_TESTO DA LEGGERE:_

----

Cardinale Koch: per l'ecumenismo serve obiettivo comune
Il
presidente del Pontificio Consiglio per l’unità dei cristiani interviene
all’incontro Ccee dei vescovi orientali cattolici d’Europa in corso a
Roma. La "piena comunione ecclesiale", afferma, "non è stata ancora
raggiunta e occorrerà probabilmente molto più tempo di quanto
immaginato"
Emanuela Campanile - Città del Vaticano
Quattro sono i punti su cui si costruisce l'intervento del cardinale Kurt Koch sui Modelli per il Rinnovamento dell'Unità della Chiesa.
In occasione dell’incontro Ccee di ieri dei vescovi orientali cattolici
d’Europa, il presidente del Pontificio Consiglio per l’unità dei
cristiani ha proposto un'analisi dell'attuale "situazione ecumenica" a
50 anni di distanza dal Concilio Vaticano II.
1.La necessità e il carattere controverso dell’obiettivo ecumenico
Pur "provando gratitudine per tutto quello che è stato finora
conseguito", il cardinale Kock mette in luce cosa "non può essere però
taciuto":
"Il vero e proprio obiettivo del movimento ecumenico, ovvero la
ricomposizione dell’unità visibile della Chiesa, la piena comunione
ecclesiale, non è stato ancora raggiunto e occorrerà probabilmente molto
più tempo per conseguirlo di quanto si fosse immaginato cinquant’anni
fa. Questa mancanza ha un peso ancora maggiore se consideriamo che il
Decreto sull’ecumenismo del Concilio Vaticano Secondo, Unitatis redintegratio,
individua proprio nell’unità visibile della Chiesa l’obiettivo di tutti
gli sforzi ecumenici e lo legittima con la convinzione teologica
fondamentale secondo cui Cristo ha voluto una Chiesa una e unica"
Una situazione "dolorosa", prosegue il presidente del Pontificio
Consiglio per l’unità dei cristiani, "dovuta al fatto che
l’interpretazione dell’obiettivo stesso dell’ecumenismo rientra nei temi
più controversi del contesto ecumenico attuale". Da qui, la necessità
"di una ‘visione comune’, poiché" - avverte Koch - ci allontaneremo
ulteriormente gli uni dagli altri", con il pericolo che "l'obiettivo del
movimento ecumenico diventi sempre più confuso":
"Se infatti, nell’ecumenismo, i vari partner non hanno davanti agli
occhi un obiettivo ecumenico comune, ma interpretano in modo molto
diverso il concetto di unità della Chiesa, vi è il forte rischio che si
incamminino in direzioni divergenti per scoprire in seguito di essersi
allontanati ancora di più gli uni dagli altri. Questo pericolo non si è
assolutamente ridotto negli ultimi tempi, poiché finora tra le varie
Chiese e Comunità ecclesiali non è stato possibile raggiungere alcun
solido consenso sull’obiettivo del movimento ecumenico e sono stati
addirittura messi in discussione alcuni consensi parziali che nel
passato erano stati conseguiti al riguardo. Nel corso del tempo,
l’obiettivo del movimento ecumenico è diventato dunque sempre più
confuso e tutt’oggi non esiste un consenso su quale sia l’unità della
Chiesa che si vuole ricostituire."

----

Voci di dati raccolte
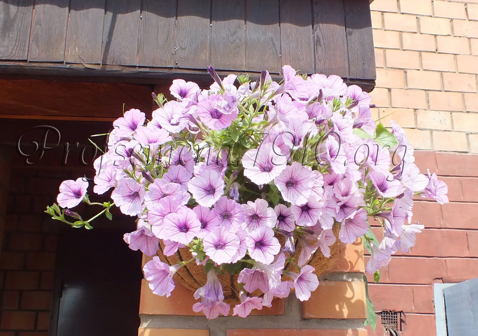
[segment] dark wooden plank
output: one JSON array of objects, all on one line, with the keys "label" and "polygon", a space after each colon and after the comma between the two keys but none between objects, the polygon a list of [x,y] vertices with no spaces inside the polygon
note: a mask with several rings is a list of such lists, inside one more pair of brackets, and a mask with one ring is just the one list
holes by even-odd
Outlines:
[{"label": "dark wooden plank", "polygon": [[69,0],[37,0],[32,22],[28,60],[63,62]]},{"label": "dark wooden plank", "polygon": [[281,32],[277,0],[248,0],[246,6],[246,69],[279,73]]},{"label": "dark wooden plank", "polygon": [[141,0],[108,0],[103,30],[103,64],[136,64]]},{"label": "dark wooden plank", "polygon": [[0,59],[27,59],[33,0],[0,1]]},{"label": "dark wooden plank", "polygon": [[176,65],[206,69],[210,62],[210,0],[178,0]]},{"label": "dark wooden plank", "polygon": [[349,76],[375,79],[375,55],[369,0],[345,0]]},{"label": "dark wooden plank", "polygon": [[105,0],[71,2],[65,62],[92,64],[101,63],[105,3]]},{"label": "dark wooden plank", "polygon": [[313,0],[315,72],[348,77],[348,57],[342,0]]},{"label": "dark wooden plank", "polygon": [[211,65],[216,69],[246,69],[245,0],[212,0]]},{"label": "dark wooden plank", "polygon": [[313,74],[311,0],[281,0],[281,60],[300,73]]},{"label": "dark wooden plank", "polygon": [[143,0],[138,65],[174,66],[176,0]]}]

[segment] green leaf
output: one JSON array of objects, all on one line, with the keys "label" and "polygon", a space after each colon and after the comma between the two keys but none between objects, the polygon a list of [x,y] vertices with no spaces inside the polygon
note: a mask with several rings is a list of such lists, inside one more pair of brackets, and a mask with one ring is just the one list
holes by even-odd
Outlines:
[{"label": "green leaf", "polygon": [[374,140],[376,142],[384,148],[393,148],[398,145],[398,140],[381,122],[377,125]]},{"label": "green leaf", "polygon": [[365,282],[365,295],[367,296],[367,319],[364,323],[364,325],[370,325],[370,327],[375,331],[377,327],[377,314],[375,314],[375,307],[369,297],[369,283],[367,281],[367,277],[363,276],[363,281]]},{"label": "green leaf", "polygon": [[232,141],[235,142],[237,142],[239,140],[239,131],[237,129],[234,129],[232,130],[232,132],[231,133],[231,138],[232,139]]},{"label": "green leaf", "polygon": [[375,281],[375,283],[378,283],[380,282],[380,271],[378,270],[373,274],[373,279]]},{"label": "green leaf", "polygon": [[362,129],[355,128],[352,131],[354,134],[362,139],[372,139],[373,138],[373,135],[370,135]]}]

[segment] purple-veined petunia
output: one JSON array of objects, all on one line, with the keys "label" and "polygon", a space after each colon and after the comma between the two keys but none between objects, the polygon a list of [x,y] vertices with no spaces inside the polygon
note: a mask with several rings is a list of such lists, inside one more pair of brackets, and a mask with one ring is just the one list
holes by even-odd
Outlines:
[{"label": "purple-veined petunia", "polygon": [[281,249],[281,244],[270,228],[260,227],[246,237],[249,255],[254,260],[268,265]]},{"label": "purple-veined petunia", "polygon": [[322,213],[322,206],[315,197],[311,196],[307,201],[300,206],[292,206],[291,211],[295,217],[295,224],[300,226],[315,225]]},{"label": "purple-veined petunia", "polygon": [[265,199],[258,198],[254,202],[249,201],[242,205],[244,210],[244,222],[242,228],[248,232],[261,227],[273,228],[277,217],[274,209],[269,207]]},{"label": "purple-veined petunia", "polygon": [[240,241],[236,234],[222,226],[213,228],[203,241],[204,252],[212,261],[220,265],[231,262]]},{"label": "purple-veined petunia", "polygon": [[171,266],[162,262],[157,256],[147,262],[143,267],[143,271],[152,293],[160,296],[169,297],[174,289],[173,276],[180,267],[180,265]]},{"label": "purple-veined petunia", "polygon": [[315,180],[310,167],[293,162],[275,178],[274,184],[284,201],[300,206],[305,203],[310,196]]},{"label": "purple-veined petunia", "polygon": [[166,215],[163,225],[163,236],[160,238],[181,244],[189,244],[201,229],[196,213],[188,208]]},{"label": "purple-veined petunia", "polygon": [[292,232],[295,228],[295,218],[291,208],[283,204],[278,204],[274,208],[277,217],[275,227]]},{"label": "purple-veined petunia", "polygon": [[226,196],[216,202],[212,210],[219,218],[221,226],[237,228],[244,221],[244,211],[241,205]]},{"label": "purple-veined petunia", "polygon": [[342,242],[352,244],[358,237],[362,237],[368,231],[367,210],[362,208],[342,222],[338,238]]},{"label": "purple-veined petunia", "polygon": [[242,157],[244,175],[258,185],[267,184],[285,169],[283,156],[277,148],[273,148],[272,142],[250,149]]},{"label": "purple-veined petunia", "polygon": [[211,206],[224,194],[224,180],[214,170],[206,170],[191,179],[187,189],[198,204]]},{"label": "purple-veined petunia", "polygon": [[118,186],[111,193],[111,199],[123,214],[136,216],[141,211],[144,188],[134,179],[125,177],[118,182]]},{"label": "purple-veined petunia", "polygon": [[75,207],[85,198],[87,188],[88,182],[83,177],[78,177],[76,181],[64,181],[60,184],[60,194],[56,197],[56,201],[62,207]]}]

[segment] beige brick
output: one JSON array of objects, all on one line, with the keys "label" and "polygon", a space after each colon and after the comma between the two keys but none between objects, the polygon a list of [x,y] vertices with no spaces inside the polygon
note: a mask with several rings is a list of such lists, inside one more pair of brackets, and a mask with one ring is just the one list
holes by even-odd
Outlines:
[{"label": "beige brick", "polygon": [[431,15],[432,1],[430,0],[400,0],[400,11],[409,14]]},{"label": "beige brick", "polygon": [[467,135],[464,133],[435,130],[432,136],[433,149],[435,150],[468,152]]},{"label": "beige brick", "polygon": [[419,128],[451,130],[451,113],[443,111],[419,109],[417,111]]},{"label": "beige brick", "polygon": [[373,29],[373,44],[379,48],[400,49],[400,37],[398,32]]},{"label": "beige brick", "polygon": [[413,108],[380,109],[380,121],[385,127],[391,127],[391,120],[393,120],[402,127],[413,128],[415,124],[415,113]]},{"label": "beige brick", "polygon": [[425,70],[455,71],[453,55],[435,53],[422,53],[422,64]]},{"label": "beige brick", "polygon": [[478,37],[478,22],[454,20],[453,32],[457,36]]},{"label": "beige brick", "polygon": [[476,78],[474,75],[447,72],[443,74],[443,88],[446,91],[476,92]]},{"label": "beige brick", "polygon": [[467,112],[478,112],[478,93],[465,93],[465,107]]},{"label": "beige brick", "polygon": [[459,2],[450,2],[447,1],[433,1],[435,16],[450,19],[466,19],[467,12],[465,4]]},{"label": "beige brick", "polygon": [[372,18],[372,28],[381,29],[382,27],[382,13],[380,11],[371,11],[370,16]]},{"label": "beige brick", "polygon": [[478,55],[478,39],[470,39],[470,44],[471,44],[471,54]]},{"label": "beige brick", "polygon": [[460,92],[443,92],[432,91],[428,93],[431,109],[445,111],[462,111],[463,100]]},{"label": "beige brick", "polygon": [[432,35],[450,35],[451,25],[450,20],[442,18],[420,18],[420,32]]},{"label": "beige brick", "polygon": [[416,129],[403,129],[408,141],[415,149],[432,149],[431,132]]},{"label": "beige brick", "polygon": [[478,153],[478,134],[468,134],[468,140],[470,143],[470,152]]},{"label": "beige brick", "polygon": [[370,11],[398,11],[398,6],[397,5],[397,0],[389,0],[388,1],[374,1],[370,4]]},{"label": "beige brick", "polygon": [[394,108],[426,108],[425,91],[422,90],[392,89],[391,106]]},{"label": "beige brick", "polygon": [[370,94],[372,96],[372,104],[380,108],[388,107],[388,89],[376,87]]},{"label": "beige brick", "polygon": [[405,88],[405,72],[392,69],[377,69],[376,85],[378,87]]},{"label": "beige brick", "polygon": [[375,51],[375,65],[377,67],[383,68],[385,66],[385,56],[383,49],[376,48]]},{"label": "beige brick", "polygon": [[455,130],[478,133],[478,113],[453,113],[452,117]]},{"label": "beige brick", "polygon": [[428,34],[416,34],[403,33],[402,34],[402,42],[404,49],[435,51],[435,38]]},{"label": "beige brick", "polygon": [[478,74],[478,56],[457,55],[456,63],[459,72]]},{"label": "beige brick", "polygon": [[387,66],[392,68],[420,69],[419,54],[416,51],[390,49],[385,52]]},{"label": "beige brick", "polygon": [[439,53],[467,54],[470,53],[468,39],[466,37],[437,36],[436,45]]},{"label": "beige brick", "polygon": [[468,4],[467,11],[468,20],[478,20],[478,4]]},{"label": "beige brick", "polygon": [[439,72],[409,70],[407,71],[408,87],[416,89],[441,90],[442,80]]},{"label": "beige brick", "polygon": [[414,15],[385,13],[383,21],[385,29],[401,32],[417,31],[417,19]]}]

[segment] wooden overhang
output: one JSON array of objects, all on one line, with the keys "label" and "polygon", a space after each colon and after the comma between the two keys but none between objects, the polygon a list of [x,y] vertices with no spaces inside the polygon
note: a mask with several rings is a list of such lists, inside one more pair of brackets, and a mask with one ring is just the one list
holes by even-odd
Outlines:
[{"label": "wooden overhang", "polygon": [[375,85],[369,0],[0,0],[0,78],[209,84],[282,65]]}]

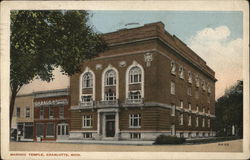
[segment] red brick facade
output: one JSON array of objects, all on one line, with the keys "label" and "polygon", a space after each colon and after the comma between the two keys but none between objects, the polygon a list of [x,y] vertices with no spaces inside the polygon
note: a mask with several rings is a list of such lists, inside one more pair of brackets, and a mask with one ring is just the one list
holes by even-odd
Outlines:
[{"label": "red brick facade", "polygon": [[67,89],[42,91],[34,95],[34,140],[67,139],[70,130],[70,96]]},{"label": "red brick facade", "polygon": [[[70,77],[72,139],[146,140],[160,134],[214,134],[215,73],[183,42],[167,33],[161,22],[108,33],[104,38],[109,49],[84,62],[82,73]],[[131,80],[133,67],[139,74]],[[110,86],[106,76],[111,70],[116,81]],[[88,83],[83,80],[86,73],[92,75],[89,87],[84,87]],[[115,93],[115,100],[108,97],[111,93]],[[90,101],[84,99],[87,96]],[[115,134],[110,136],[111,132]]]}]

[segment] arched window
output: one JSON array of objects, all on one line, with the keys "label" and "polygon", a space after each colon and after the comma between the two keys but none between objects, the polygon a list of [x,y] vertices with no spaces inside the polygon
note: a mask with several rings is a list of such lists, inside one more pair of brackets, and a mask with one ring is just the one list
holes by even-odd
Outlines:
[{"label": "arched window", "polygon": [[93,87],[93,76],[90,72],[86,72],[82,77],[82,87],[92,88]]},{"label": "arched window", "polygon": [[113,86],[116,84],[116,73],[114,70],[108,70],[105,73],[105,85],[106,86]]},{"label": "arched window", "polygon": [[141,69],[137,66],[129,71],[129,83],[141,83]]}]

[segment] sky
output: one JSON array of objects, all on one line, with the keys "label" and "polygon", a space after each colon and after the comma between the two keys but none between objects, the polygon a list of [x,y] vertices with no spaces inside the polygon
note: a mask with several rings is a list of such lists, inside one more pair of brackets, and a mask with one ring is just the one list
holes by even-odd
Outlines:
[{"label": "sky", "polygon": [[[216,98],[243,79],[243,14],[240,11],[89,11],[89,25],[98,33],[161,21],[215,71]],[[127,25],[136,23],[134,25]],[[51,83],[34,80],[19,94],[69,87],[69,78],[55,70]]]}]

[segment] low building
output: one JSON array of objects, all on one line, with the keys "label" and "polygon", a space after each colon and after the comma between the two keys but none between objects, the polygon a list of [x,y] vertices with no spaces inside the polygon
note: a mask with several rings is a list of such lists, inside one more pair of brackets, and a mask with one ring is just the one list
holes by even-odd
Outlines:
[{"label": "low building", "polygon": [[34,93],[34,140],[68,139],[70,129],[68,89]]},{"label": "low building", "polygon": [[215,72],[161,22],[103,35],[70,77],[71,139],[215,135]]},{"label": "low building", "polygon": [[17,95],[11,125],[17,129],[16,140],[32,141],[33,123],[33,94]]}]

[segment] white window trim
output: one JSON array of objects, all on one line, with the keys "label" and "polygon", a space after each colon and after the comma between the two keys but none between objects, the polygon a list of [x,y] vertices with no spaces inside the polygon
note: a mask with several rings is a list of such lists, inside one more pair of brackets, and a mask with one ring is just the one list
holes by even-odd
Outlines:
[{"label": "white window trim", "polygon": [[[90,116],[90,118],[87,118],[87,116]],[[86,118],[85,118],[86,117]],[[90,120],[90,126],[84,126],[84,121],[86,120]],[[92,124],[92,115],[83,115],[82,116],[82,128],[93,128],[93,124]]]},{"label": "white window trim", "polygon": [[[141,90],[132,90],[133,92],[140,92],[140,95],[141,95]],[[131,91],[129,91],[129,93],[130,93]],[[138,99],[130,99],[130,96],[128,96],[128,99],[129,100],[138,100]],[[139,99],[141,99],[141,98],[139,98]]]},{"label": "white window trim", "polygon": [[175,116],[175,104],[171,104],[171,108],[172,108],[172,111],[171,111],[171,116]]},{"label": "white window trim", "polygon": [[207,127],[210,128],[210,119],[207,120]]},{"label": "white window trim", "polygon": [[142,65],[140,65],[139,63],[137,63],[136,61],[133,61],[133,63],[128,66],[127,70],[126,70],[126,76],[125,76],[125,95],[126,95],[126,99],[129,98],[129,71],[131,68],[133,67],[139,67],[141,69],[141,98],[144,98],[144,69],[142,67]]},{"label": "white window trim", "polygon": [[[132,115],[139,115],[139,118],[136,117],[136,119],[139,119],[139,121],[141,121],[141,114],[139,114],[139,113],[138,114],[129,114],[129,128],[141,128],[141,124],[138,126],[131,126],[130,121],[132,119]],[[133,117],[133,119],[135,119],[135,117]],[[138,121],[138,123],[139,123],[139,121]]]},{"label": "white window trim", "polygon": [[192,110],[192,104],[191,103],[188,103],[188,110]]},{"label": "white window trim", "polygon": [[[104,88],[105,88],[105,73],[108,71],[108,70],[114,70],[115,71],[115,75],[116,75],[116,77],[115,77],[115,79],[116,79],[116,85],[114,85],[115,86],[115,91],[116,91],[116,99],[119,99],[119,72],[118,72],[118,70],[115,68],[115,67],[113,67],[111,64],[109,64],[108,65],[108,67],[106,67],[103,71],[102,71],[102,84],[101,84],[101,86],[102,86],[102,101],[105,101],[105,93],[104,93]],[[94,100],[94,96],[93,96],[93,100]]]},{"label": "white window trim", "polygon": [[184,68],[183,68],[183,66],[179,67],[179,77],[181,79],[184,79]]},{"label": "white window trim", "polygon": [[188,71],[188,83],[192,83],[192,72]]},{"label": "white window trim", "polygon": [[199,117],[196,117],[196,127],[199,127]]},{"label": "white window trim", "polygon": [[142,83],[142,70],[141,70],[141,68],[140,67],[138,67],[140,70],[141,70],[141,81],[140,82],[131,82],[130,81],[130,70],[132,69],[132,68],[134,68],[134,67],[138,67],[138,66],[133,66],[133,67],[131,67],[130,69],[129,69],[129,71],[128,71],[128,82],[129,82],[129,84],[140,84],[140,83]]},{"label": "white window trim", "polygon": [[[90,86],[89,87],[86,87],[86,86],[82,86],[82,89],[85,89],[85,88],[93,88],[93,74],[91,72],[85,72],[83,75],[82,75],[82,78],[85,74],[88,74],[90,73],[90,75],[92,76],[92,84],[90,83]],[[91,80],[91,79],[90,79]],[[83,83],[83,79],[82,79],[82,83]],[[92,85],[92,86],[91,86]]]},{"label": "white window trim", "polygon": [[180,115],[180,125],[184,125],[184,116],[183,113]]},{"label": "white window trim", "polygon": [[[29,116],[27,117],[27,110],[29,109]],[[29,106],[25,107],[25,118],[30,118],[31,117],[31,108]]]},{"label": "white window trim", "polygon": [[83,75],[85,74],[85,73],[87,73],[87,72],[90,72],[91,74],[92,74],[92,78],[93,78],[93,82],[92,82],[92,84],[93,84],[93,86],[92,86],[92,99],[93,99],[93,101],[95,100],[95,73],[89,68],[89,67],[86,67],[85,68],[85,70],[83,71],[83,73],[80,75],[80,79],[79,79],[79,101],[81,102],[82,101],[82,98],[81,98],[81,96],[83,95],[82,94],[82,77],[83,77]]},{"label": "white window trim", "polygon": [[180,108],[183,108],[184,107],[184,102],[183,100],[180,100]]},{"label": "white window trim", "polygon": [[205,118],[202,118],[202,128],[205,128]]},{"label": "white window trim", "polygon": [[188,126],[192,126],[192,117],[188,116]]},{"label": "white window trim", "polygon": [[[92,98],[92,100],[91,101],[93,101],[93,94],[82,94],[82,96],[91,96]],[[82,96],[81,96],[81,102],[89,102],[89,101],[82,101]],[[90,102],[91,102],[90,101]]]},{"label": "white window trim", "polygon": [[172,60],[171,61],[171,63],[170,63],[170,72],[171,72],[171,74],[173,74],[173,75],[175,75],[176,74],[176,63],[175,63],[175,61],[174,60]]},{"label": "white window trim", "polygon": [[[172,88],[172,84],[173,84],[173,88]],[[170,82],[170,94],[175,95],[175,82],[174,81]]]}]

----

_OBIETTIVO 1:_
Traduci in inglese questa frase dell'articolo sul cardinale Koch: "Quattro sono i punti su cui si costruisce l'intervento del cardinale Kurt Koch sui Modelli per il Rinnovamento dell'Unità della Chiesa."
_OBIETTIVO 2:_
Scrivi il seguito dell'articolo sull'intervento del cardinale Koch riguardo all'ecumenismo, a partire dall'ultima frase riportata.

_RISPOSTA 1:_
The address by Cardinal Kurt Koch on Models for the Renewal of the Unity of the Church is built on four points.

_RISPOSTA 2:_
Come causa del "carattere controverso dell’obiettivo ecumenico", il
cardinale identica una serie di ragioni che sembrano comporre un
complesso gioco di scatole cinesi:
"La questione dell’unità della Chiesa non può porsi in maniera
astratta o neutra, ma è sempre influenzata da antistanti posizioni
confessionali. Queste dipendono a loro volta dall’esistenza di cause e
di origini diverse alla base delle divisioni nella Chiesa. Facendo il
percorso inverso, ciò significa che i modi in cui l’unità della Chiesa
potrà essere ripristinata devono tenere conto dei fatti storici che
hanno condotto nella storia alle divisioni nella Chiesa e alla perdita
dell’unità".
2. Mantenere sveglia la ricerca dell’unità della Chiesa
Nel secondo punto del suo intervento, il cardinale Koch riconosce che
essendo "le cause e le origini delle divisioni nella Chiesa" "molto
diverse", è "necessario individuare modi diversi per ritrovare e per
ricomporre la perduta unità". Una ricerca che "potrà progredire soltanto
sulla via dell’apprendimento reciproco":
"In tal senso, la Chiesa cattolica dovrà ammettere di non avere
ancora sviluppato nella sua vita e nelle sue strutture ecclesiali quel
grado di sinodalità che sarebbe teologicamente possibile e necessario, e
che noi cattolici, come ha sottolineato Papa Francesco nella sua
esortazione apostolica Evangelii gaudium, nel dialogo con i fratelli ortodossi abbiamo l’opportunità di imparare qualcosa di più sul significato della collegialità episcopale e sulla loro esperienza della sinodalità”.
Da parte loro, prosegue ancora il cardinale, "le Chiese ortodosse
potrebbero comprendere che un primato anche al livello universale della
Chiesa non è solo possibile e teologicamente legittimo ma necessario,
che anche alla luce delle tensioni e dei conflitti intraortodossi si
impone una riflessione su un ministero dell’unità a livello universale, e
che questo non è in alcun modo contrario, ma compatibile con
l’ecclesiologia eucaristica come continua a ricordarci il Metropolita
John D. Zizioulas, ex co-presidente della Commissione mista
internazionale per il dialogo teologico tra la Chiesa cattolica e le
Chiese ortodosse. Poiché noi cattolici comprendiamo il primato del
Vescovo di Roma come un dono del Signore alla sua Chiesa, vi ravvisiamo
anche una possibilità offerta a tutta la cristianità sulla via della
riscoperta dell’unità e della vita nell’unità.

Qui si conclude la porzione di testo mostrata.